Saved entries
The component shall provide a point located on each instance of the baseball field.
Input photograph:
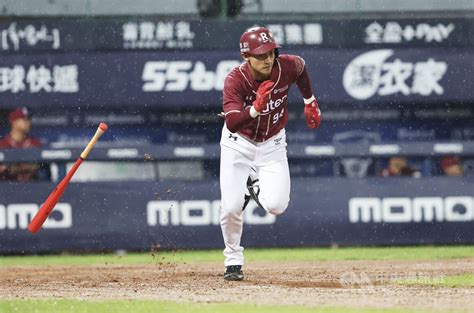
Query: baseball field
(388, 279)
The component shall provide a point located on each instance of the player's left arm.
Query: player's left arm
(312, 112)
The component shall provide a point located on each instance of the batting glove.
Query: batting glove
(312, 113)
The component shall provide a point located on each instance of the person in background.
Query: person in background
(398, 166)
(451, 166)
(18, 137)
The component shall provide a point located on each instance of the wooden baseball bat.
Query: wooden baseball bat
(54, 197)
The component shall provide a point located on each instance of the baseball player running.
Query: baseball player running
(255, 105)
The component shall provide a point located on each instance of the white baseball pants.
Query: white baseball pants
(238, 155)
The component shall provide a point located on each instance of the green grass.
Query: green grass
(72, 306)
(453, 281)
(279, 254)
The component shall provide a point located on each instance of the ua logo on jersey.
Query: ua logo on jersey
(266, 37)
(232, 137)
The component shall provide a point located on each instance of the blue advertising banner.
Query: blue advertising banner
(30, 35)
(322, 211)
(160, 79)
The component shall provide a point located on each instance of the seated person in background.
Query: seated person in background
(18, 137)
(398, 166)
(451, 166)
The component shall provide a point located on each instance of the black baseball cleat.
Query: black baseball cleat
(234, 272)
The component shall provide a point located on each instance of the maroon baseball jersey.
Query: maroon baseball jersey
(8, 142)
(240, 89)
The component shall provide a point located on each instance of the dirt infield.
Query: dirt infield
(335, 283)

EXERCISE INSTRUCTIONS: Copy out exactly the lines running from the line with "player's left arm." to the end of the records, inclusive.

EXPECTED ANSWER:
The component shall provide a point located on each instance of the player's left arm.
Query: player's left arm
(312, 112)
The component shall provide a point located on each instance of the batting glove.
Query: batting glove
(312, 113)
The component shall provide a point located on each instance of the person in background.
Query: person in background
(398, 166)
(451, 166)
(18, 137)
The component shall provide a point located on each instance of the wooden baseball bat.
Query: wooden baseball bat
(54, 197)
The component shall provide a point located on each instance of the baseball player running.
Query: baseball player running
(255, 105)
The component shall provide a point located on each instance of the white baseball pants.
Query: white baseball pants
(238, 155)
The component shall provide a point located on each instance of the green grass.
Query: green grass
(72, 306)
(453, 281)
(279, 254)
The component shall provide a point located on each instance of the ua logo on jersey.
Query: ua logo on jersey
(266, 37)
(232, 137)
The component shall provide a point located on each instance of the blue advertising banner.
Query: blue advertising banner
(30, 35)
(322, 211)
(160, 79)
The component shall provide a point located on each instance of the seated person in background.
Query: seated person in background
(18, 137)
(398, 166)
(451, 166)
The component shall provide a point located on each instance of the black baseball cleat.
Query: black baseball cleat
(234, 272)
The component shall provide a point located on each instance of the maroon baseball jersey.
Query: maroon baseball jersey
(8, 142)
(240, 89)
The component shall provide a point located on each instance of the dirt infield.
Query: dirt infield
(335, 283)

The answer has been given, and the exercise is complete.